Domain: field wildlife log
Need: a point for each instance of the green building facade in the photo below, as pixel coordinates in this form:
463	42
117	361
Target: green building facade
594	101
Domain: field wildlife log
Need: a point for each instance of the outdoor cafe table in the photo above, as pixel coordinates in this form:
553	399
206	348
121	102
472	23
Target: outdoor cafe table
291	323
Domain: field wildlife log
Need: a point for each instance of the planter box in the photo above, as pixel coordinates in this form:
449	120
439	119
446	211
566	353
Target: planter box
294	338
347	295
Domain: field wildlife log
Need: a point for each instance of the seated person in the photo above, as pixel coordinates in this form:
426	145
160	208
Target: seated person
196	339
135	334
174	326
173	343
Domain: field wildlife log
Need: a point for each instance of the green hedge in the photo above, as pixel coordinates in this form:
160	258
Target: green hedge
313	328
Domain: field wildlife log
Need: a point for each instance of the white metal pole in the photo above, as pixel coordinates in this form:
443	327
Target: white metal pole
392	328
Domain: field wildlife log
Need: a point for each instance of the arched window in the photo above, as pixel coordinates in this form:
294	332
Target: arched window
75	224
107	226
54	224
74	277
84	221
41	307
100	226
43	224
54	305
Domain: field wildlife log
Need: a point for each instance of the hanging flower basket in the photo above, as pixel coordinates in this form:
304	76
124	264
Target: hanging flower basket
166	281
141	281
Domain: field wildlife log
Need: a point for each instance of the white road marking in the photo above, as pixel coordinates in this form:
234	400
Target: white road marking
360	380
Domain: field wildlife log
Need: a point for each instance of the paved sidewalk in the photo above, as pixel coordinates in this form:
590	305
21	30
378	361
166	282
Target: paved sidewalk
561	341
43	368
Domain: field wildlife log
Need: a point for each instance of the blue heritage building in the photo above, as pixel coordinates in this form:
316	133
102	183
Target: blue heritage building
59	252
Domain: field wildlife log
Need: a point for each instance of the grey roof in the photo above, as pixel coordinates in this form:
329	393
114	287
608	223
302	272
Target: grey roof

::::::::

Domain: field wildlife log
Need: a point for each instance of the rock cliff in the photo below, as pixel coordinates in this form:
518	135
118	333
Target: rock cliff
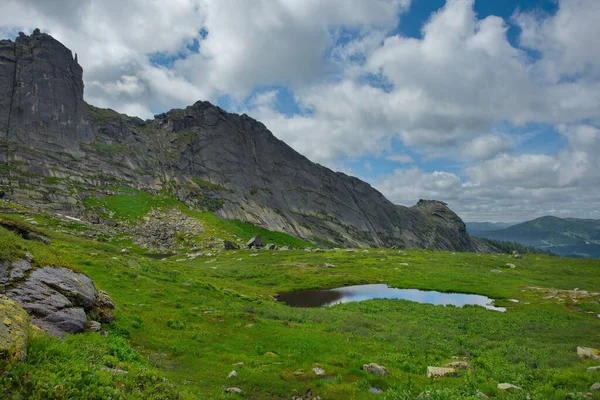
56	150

::::::::

EXERCISE REQUIREMENTS – From the lines above, extract every line that contains the string "building". Case counts.

COMPLETE RESPONSE –
Need: a point for each instance of the green building facade in the photo below, as pixel coordinates in this form:
Target: green building facade
Need: a point for each instance of the blue heritage building in the photo above, as pixel coordinates in this form:
Target: blue heritage building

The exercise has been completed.